▶ _WHAT THIS EXERCISE ASKS_
A – Write out part of the John Edwards piece below word for word, beginning at the words "So, all he actually" and stopping after "out on Thursday.".
B – In the John Edwards piece below, why does the writer say Edwards's mistake was ultimately proved irrelevant? Answer in one to three sentences.

So, all he actually did was use some of his rich friend’s money to cover up an affair? What in the name of Ken Starr was the Justice Department doing spending millions of dollars to investigate a grown man for cheating on his wife? That, more than anything else is what America should be thinking, if anything, about the John Edwards verdict that came out on Thursday.
Edwards had been under investigation for using big time donors to funnel money into his campaign to hide his mistress Rielle Hunter, and eventually their love child from the press. That’s it. That’s his crime. Using campaign funds to “hide” an employee who he had an affair and out of wedlock child with. He wasn’t funding a child slavery ring in Singapore, he wasn’t laundering money for drug cartels, sending checks to militia-men in Oklahoma or using campaign funds to build a new extension on his house. He, in full coordination with wealthy friends and donors, was spending money to cover up a mistake. A mistake, I might add, that was ultimately proved irrelevant because he was clearly a third wheel to Clinton and Obama in the 2008 primary.

▶ _GIVEN INFORMATION_
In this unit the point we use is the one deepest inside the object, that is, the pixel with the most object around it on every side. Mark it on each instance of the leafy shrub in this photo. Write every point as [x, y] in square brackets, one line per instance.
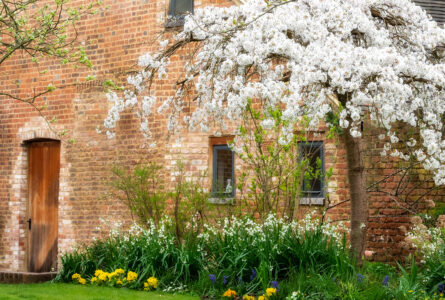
[142, 190]
[239, 253]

▶ _RESPONSES TO THE EXERCISE_
A –
So, all he actually did was use some of his rich friend’s money to cover up an affair? What in the name of Ken Starr was the Justice Department doing spending millions of dollars to investigate a grown man for cheating on his wife? That, more than anything else is what America should be thinking, if anything, about the John Edwards verdict that came out on Thursday.

B – The writer says it was irrelevant because Edwards was clearly a third wheel to Clinton and Obama in the 2008 primary.